▸ **Aim of the exercise**: Reproduce exactly the line in which "necktie in the photo above." occurs and all the lines after it, ending with the last line.
※ ※ ※
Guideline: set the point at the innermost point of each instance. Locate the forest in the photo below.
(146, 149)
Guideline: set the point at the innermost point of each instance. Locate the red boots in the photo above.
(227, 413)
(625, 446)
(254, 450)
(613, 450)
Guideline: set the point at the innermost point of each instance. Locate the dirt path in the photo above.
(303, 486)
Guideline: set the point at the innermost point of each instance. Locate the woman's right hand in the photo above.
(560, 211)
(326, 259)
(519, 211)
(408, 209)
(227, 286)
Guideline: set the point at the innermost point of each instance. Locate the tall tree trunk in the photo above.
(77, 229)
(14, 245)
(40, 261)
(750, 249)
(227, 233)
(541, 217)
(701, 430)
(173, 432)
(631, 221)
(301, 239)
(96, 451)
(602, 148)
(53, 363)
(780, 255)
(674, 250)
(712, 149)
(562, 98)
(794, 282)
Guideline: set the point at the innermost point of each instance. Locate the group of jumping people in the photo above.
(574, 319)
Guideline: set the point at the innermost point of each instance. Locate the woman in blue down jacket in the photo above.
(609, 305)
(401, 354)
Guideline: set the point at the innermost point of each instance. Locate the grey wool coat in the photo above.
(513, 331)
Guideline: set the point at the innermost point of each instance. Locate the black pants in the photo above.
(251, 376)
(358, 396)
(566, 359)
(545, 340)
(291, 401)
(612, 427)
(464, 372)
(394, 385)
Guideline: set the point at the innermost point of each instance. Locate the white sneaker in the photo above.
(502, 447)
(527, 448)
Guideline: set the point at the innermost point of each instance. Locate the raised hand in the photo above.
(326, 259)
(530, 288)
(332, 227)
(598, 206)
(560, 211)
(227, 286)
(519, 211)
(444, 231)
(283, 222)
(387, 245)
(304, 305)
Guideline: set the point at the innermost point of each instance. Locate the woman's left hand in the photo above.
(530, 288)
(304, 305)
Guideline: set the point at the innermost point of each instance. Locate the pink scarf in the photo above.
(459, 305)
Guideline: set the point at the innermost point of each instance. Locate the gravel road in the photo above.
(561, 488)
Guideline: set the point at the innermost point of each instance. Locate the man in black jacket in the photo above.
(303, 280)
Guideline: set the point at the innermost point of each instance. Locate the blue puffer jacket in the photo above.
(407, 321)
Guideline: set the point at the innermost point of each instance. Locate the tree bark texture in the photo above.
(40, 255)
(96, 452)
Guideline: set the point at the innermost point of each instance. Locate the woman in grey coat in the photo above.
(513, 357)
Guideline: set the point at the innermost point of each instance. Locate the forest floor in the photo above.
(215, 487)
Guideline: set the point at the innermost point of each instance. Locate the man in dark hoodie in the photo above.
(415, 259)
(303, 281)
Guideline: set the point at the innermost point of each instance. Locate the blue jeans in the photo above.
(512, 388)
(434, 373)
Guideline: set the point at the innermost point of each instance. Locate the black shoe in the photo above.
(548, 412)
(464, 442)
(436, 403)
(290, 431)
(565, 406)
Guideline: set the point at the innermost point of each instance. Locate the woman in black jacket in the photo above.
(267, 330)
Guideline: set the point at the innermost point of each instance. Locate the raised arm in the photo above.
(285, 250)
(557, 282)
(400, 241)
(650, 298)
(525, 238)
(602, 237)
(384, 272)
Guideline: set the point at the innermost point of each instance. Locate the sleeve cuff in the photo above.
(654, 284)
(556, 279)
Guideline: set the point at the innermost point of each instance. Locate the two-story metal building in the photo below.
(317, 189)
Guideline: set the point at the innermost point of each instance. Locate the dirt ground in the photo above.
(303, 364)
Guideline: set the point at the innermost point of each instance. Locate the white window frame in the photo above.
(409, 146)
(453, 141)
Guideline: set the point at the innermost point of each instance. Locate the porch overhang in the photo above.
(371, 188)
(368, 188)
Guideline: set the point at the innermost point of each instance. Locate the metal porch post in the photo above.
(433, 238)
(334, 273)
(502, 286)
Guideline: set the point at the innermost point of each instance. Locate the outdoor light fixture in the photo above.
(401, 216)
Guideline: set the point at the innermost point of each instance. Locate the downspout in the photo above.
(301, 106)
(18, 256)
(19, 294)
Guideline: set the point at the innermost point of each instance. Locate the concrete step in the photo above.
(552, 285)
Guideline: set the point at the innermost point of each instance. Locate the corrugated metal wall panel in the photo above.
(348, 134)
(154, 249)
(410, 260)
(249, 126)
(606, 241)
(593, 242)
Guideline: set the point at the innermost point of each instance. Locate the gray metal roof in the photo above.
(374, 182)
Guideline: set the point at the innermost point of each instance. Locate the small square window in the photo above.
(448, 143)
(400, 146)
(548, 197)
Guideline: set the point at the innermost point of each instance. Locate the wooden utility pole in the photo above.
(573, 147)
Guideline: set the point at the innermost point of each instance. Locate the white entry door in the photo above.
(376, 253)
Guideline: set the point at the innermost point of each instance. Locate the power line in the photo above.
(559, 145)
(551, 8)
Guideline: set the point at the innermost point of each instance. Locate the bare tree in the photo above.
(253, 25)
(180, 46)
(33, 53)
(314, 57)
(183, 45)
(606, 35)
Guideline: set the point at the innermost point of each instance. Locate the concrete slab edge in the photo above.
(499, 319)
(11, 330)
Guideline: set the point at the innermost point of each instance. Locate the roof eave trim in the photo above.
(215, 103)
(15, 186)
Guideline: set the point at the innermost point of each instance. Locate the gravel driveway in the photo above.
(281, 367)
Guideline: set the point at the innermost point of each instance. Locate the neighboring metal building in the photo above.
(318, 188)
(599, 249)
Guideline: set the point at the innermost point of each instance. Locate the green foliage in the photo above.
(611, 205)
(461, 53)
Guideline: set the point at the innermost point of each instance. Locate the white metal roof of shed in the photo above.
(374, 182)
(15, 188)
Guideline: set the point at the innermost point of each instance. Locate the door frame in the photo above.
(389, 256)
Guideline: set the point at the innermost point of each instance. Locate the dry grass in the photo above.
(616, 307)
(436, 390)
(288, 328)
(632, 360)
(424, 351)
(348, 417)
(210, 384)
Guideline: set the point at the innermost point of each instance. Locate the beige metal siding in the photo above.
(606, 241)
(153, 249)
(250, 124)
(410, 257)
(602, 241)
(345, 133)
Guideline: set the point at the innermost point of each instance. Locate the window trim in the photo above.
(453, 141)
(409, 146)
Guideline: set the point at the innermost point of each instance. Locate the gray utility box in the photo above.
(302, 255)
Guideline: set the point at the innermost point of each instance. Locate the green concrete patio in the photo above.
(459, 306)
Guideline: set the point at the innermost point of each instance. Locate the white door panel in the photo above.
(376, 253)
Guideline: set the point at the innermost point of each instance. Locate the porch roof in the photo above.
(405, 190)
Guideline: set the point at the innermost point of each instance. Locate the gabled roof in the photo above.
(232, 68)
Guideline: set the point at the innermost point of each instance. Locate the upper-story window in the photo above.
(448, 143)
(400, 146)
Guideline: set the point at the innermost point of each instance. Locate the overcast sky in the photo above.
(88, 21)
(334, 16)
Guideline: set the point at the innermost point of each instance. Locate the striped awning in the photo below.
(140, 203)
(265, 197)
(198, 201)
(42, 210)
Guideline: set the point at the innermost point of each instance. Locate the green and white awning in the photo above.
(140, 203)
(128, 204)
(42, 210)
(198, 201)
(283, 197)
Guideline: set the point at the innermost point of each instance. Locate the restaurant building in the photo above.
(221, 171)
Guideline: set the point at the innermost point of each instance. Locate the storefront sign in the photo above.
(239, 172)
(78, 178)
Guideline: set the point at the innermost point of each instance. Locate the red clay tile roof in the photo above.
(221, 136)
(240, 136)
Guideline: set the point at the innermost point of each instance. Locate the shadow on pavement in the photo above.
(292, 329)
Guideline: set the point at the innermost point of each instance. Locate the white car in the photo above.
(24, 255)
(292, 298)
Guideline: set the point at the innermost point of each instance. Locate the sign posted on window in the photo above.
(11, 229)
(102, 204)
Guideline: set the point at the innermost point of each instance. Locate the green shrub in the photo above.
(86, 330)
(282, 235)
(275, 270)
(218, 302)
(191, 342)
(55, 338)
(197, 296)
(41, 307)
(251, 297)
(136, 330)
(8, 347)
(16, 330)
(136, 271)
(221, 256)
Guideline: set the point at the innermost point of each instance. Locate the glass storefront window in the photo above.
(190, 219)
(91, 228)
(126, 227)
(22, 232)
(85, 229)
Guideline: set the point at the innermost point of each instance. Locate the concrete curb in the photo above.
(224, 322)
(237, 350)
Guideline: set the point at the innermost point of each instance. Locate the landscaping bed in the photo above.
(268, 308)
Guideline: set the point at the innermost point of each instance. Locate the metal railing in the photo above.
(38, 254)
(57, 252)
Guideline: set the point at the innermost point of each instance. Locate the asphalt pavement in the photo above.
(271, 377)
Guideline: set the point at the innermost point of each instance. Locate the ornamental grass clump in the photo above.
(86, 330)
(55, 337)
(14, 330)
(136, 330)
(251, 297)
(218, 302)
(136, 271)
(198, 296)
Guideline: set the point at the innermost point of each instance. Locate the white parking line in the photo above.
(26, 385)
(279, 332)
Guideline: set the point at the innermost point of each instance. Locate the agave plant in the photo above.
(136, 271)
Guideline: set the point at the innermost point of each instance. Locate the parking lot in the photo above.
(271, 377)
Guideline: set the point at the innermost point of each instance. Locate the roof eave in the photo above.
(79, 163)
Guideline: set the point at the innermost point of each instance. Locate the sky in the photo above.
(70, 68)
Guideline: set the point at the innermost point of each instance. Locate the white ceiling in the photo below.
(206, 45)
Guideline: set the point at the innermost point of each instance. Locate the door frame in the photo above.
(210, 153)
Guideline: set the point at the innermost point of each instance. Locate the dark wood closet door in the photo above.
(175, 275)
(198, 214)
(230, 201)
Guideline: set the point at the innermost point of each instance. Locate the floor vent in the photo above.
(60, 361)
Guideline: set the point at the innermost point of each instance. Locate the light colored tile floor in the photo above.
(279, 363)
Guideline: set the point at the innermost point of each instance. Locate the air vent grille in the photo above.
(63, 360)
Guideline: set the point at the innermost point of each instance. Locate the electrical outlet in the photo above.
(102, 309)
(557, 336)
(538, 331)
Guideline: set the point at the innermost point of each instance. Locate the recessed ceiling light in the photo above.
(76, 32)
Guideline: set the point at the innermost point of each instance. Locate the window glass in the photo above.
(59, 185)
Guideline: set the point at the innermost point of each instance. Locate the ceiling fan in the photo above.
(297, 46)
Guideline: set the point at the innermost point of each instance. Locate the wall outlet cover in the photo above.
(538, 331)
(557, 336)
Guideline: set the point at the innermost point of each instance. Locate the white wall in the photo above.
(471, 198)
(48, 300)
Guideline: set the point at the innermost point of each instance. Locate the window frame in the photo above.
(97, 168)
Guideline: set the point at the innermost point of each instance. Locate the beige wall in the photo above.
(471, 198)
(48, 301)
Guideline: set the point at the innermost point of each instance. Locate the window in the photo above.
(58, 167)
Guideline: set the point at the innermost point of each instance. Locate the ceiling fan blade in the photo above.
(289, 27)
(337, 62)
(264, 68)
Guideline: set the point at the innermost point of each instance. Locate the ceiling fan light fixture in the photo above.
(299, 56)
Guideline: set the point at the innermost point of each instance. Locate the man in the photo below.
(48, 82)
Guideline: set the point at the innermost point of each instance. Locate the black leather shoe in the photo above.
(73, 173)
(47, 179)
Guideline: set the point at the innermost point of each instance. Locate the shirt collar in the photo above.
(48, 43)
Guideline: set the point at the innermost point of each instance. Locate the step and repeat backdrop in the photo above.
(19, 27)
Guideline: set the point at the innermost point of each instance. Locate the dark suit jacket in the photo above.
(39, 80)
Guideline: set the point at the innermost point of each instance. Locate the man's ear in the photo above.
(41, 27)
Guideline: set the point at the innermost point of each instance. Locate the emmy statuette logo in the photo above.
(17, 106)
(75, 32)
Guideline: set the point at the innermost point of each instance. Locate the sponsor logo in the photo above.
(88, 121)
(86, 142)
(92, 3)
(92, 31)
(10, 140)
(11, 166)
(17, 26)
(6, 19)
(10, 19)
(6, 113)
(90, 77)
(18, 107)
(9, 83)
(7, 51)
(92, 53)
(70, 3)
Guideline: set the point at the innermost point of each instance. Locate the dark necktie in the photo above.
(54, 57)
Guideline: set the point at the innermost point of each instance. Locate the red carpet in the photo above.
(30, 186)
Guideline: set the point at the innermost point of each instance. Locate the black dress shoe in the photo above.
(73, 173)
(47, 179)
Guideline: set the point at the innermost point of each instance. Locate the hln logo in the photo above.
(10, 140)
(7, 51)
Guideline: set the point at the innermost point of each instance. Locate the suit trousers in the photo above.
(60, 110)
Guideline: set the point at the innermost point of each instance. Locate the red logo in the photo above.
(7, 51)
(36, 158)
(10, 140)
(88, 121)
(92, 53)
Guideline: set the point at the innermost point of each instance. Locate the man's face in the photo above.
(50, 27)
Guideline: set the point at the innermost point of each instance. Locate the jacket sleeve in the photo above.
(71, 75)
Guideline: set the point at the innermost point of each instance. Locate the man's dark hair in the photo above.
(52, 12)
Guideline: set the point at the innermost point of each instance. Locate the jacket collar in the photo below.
※ ※ ※
▸ **The solution**:
Guideline: set the point at the innermost point of each instance. Locate the dark necktie in the photo above.
(54, 57)
Guideline: set the point at the innermost point of each instance. Locate the red carpet in the photo above.
(30, 186)
Guideline: set the point at the innermost point of each instance. Locate the black dress shoe in the photo above.
(73, 173)
(47, 179)
Guideline: set the point at the innermost point of each instance. Locate the hln logo in the photo above.
(10, 140)
(7, 51)
Guideline: set the point at the innermost point of each instance. Locate the suit trousers in the photo above.
(60, 110)
Guideline: set the point at the innermost point of each instance. Locate the red logo in the photo above.
(7, 51)
(36, 158)
(10, 140)
(88, 121)
(92, 53)
Guideline: set the point at the innermost point of each instance. Locate the man's face in the photo above.
(50, 27)
Guideline: set the point at the innermost point of each instance. Locate the jacket sleeve in the photo above.
(71, 75)
Guideline: set the point at the innermost point of each instance. Locate the man's dark hair in the photo above.
(52, 12)
Guideline: set the point at the innermost point of each instance. Locate the jacket collar in the photo below.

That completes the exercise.